> _SOURCE PASSAGE_:
_____

LiTEx Taxonomy: NLI Explanation Framework
- LiTEx Taxonomy is a hierarchical framework categorizing NLI free-text explanations into Text-Based and World Knowledge reasoning types.
- It was empirically developed using extensive annotation of the e-SNLI corpus, achieving high inter-annotator reliability with detailed guidelines.
- Practical insights include improved explanation generation and deeper analysis of within-label variation in Natural Language Inference tasks.
LiTEx Taxonomy refers to a linguistically informed taxonomy for categorizing free-text explanations in the Natural Language Inference (NLI) task, with a central focus on capturing the diversity and nuance in annotators’ reasoning strategies—even when their final NLI label (entailment, contradiction, or neutral) is the same. Developed in response to observed Human Label Variation (HLV) and, more specifically, within-label variation, LiTEx provides a structured, validated framework for decomposing and analyzing the rationales behind NLI decisions, facilitating both qualitative paper and improvements in automated explanation generation (Hong et al., 28 May 2025, Hong et al., 18 Oct 2025).
1. Structural Definition of the LiTEx Taxonomy
LiTEx is defined as a hierarchical, linguistically guided categorization for free-text NLI explanations, partitioned into two principal superordinate classes: Text-Based (TB) and World Knowledge-Based (WK) reasoning. The taxonomy was empirically developed and validated via extensive annotation of the e-SNLI corpus, focusing exclusively on annotators’ free-text rationales rather than surface-level highlight spans or coarse NLI item categories.
LiTEx Category Structure:
| Superordinate Type | Subcategories |
|---|---|
| Text-Based (TB) | Coreference, Syntactic, Semantic, Pragmatic, Absence of Mention, Logical Conflict |
| World Knowledge (WK) | Factual Knowledge, Inferential Knowledge |
- Coreference: Focused on referent resolution within the sentence.
- Syntactic: Pertaining to structural transformations that preserve meaning (e.g., active/passive alternation).
- Semantic: Involving lexical-semantic relations (synonymy, antonymy, entailment).
- Pragmatic: Based on conversational implicatures or presuppositions.
- Absence of Mention: Attributing the decision to a missing element in the premise/hypothesis.
- Logical Conflict: Direct reference to incompatible or contradictory logical structures.
- Factual Knowledge: Invokes general, commonly held external knowledge.
- Inferential Knowledge: Relies on context-dependent or culturally conditioned inferences.

_____

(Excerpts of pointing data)
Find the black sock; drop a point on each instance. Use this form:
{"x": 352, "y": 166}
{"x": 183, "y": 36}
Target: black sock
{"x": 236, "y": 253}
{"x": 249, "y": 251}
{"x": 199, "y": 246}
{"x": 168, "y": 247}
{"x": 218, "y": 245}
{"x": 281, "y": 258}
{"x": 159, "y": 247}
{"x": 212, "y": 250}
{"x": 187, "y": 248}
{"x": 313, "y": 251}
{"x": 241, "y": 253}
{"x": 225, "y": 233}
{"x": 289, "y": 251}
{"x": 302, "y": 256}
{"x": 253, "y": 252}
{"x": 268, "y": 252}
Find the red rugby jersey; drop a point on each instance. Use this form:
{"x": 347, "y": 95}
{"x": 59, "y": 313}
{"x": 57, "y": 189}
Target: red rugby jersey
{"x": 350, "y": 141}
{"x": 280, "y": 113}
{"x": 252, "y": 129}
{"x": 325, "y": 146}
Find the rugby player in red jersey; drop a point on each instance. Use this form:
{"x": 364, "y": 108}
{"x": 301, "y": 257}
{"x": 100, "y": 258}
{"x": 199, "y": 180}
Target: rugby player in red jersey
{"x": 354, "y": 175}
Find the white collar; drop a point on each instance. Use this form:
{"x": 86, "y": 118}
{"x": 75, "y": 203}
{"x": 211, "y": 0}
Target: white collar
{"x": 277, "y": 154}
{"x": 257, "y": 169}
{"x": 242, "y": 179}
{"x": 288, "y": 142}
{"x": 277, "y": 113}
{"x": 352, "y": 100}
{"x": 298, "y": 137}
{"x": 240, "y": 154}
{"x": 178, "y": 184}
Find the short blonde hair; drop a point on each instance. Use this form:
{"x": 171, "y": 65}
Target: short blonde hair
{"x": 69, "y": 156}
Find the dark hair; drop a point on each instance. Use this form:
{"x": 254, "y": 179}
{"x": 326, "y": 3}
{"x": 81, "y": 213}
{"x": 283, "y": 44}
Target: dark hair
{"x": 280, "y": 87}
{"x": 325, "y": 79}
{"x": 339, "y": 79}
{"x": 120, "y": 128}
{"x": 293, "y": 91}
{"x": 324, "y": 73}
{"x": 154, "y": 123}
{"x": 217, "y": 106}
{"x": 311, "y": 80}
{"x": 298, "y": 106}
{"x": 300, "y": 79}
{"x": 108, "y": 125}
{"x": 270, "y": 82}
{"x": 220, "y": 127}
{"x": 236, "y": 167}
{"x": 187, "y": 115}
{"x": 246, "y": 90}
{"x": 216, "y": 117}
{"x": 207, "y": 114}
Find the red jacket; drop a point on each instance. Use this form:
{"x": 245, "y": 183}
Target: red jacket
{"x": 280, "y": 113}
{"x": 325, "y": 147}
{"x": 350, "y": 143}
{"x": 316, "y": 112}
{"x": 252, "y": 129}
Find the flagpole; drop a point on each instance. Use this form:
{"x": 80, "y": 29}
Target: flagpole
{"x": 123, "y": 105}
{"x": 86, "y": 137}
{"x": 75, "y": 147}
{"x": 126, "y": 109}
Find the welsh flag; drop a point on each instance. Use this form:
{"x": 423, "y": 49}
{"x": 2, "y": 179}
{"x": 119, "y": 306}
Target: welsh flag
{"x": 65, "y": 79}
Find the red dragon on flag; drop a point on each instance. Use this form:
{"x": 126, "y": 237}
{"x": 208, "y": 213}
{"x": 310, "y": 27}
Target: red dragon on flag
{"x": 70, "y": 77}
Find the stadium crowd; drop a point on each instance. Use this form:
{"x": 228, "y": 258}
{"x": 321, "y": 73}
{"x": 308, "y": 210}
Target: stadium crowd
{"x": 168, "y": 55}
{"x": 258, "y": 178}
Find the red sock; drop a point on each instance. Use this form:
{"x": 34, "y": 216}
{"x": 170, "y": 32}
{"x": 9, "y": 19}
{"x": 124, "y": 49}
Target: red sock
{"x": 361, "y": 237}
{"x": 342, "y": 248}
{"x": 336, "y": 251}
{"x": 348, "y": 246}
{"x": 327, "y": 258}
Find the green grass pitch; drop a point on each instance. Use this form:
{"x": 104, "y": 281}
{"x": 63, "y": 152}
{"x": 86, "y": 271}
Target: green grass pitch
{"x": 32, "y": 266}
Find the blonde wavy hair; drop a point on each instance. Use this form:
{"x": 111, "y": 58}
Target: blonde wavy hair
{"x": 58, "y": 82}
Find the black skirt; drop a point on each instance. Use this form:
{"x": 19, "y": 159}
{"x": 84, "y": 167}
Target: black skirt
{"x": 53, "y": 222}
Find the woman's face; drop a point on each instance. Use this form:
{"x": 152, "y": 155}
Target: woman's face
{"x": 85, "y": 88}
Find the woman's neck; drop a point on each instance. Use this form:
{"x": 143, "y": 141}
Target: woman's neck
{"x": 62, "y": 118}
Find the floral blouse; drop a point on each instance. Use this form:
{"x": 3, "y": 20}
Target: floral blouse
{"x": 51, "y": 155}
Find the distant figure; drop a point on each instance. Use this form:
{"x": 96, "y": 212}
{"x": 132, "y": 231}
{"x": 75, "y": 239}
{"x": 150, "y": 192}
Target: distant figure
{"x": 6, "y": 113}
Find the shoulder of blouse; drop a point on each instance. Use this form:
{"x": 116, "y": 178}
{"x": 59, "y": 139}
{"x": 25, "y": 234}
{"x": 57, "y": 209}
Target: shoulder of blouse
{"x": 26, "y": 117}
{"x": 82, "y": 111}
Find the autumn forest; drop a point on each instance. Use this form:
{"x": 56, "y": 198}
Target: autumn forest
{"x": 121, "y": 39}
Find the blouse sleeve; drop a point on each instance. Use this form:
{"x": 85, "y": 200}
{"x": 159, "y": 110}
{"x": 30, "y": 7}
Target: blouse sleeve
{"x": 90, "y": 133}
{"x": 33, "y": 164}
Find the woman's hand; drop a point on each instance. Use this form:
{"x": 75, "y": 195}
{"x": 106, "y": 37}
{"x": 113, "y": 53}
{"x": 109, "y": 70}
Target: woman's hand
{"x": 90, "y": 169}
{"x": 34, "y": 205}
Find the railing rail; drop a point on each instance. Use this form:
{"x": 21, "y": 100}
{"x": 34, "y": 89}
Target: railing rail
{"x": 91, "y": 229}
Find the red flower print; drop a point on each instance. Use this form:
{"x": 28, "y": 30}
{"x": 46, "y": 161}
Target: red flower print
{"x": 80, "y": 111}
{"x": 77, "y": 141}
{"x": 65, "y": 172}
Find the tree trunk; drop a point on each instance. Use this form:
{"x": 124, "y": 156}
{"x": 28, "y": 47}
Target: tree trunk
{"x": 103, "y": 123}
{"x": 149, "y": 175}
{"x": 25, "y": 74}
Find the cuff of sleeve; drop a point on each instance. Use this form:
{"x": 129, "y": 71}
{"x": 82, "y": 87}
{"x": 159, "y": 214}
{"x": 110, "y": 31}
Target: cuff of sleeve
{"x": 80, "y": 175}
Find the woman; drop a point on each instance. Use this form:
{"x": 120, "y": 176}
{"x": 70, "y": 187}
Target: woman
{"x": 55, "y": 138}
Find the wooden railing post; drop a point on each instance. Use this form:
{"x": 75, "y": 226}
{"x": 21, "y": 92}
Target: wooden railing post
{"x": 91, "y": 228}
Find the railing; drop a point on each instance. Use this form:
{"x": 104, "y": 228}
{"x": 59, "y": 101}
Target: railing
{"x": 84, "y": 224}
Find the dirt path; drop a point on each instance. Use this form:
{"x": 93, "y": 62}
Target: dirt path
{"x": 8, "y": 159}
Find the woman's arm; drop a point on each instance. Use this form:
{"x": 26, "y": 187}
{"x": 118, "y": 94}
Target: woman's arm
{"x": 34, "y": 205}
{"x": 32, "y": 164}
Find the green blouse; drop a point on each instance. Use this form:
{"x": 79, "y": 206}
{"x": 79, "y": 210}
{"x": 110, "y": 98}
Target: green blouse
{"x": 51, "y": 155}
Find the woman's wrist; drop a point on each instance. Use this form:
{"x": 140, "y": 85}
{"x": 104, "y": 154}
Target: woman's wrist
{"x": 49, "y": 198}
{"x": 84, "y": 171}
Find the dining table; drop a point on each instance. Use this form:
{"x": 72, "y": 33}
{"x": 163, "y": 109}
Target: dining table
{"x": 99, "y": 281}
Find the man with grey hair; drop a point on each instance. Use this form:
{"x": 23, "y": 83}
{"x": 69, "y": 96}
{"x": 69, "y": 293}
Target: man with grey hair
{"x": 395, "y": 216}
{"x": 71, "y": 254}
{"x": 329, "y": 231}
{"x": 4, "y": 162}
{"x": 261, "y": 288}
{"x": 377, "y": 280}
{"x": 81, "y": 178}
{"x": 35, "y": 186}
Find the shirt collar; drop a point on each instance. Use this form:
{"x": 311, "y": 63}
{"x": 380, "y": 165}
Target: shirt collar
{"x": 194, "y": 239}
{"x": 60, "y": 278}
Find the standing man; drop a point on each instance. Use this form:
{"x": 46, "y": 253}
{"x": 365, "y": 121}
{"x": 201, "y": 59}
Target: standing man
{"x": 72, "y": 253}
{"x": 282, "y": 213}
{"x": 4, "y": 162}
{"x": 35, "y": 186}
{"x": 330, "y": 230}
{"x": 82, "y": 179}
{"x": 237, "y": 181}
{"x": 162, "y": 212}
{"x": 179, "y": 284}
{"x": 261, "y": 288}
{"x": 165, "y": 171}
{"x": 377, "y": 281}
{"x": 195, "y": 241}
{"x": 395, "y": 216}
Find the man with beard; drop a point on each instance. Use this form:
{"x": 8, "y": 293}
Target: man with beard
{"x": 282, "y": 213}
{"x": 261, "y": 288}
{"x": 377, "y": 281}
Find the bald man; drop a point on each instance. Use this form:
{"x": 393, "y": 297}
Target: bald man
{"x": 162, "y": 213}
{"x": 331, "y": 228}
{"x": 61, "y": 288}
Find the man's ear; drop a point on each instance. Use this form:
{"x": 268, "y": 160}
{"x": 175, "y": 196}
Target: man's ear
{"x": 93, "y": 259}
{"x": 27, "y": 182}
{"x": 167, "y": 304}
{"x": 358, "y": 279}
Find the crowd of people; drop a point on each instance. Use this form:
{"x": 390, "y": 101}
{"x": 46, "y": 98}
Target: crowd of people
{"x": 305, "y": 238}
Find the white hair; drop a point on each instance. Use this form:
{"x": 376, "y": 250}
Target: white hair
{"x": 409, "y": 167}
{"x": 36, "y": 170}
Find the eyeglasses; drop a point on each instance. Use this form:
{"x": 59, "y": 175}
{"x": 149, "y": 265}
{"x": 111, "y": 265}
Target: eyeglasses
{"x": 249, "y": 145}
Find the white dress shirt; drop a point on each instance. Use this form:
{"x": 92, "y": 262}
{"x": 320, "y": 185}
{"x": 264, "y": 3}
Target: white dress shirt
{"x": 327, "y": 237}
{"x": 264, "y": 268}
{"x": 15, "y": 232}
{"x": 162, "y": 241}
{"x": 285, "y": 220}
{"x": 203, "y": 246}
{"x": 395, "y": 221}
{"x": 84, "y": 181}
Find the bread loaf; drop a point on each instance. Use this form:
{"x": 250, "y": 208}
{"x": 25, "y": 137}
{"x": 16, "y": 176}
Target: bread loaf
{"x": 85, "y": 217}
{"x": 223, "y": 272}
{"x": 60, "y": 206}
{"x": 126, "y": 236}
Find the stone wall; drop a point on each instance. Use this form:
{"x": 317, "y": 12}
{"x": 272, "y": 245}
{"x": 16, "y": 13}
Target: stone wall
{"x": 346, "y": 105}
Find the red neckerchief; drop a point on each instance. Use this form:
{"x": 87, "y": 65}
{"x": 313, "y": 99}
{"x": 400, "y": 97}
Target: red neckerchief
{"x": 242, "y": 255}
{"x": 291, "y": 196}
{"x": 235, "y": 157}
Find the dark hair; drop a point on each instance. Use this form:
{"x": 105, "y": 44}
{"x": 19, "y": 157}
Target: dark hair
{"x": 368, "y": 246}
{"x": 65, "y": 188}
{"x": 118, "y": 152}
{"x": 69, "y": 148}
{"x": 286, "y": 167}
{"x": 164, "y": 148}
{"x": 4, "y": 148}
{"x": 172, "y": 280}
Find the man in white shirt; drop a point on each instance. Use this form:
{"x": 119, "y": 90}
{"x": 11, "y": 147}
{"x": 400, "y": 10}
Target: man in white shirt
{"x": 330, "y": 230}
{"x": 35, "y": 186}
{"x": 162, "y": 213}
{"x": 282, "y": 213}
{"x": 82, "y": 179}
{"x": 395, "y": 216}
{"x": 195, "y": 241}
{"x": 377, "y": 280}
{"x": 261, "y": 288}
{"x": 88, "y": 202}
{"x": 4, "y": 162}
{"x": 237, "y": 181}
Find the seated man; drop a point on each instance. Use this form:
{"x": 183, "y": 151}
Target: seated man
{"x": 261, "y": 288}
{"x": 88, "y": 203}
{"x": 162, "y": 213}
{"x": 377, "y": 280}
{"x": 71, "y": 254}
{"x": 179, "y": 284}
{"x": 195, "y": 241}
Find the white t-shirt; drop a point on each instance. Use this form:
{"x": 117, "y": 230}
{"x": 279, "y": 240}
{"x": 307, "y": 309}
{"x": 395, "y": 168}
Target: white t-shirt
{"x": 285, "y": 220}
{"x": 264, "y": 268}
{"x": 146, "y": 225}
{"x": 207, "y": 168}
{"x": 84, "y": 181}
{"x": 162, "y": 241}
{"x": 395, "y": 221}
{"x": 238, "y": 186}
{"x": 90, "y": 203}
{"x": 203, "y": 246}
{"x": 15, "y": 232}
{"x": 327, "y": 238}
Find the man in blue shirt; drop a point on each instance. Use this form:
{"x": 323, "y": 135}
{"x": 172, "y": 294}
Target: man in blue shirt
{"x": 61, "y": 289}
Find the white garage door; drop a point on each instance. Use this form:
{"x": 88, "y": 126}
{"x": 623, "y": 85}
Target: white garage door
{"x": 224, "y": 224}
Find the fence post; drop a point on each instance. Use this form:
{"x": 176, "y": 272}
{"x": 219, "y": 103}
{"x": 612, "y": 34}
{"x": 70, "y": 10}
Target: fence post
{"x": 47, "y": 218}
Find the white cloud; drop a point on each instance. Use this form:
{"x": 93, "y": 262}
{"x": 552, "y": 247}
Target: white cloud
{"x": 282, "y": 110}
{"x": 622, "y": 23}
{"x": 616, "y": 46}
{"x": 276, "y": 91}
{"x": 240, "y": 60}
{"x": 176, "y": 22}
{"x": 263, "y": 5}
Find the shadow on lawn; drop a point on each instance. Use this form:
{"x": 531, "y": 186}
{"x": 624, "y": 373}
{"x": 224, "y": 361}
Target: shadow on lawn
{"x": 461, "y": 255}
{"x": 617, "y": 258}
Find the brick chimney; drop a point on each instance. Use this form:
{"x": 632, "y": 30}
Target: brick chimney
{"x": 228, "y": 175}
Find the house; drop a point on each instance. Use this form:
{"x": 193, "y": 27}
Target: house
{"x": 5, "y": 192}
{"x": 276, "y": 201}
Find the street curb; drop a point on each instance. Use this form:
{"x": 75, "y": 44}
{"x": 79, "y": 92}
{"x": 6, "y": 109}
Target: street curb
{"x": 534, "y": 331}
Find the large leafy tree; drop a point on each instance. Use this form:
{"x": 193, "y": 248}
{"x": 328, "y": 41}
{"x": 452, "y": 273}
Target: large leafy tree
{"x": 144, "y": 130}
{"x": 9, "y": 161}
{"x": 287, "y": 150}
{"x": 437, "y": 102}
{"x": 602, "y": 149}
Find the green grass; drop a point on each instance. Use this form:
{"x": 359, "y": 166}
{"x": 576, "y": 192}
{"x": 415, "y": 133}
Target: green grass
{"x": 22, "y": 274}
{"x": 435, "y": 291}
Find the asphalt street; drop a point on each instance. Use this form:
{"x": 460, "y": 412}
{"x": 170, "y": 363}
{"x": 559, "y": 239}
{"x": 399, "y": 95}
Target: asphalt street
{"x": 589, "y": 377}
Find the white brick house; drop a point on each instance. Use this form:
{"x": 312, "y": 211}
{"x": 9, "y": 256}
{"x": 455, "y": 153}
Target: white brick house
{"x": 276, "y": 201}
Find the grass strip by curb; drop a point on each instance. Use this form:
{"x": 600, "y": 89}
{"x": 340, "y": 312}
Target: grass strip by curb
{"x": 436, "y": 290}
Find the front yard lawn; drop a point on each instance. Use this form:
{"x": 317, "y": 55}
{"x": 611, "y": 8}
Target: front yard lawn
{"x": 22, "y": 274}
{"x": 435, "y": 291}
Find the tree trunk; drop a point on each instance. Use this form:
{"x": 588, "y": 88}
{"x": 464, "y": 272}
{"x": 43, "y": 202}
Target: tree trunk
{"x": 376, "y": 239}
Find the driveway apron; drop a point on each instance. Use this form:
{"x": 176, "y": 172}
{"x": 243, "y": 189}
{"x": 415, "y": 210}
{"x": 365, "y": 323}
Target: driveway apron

_____

> _WORK INSTRUCTIONS_:
#1 Decide whether each statement below agrees with the text on the LiTEx taxonomy, and answer yes or no for each. Quote the words of the text that settle it.
(a) The taxonomy was developed through annotation of the e-SNLI corpus.
(b) The Syntactic subcategory deals with lexical-semantic relations such as synonymy.
(c) The taxonomy is built on highlight spans rather than free-text rationales.
#2 Repeat the passage of the text on the LiTEx taxonomy from "- Semantic: Involving" up to and including "held external knowledge.", word for word.
#3 Write the next part of the text on the LiTEx taxonomy, picking up after its last line.
The listing was drawn from a different source than the text on the LiTEx taxonomy.

> _PER-TASK OUTPUTS_:
#1
(a) Yes: "empirically developed and validated via extensive annotation of the e-SNLI corpus"
(b) No: "Pertaining to structural transformations that preserve meaning"
(c) No: "focusing exclusively on annotators’ free-text rationales rather than surface-level highlight spans"

#2
- Semantic: Involving lexical-semantic relations (synonymy, antonymy, entailment).
- Pragmatic: Based on conversational implicatures or presuppositions.
- Absence of Mention: Attributing the decision to a missing element in the premise/hypothesis.
- Logical Conflict: Direct reference to incompatible or contradictory logical structures.
- Factual Knowledge: Invokes general, commonly held external knowledge.

#3
This fine-grained classification supports the explicit mapping of each explanation segment to a unique reasoning type, with categories operationalized via specific annotation guidelines and decision criteria.
2. Human Label Variation and the Motivation for LiTEx
HLV is pervasive in NLI: annotators given the same premise–hypothesis pair often assign different labels, reflecting both the inherent linguistic ambiguity and the pluralism of plausible reasoning. Crucially, LiTEx’s primary motivation is to address within-label variation—the phenomenon whereby annotators agree on the final label but provide explanations that differ fundamentally in reasoning type. Conventional resources (e.g., e-SNLI) provide highlight spans that may conflate or obscure these differences, as the identical span might serve distinct rationales for different annotators.
Empirical findings in the annotated e-SNLI subset reveal that 61.2% of items exhibited more than one LiTEx category across their explanations—directly evidencing significant within-label variation. This suggests that explanation diversity is not noise but an essential feature of natural language understanding in NLI annotation (Hong et al., 28 May 2025).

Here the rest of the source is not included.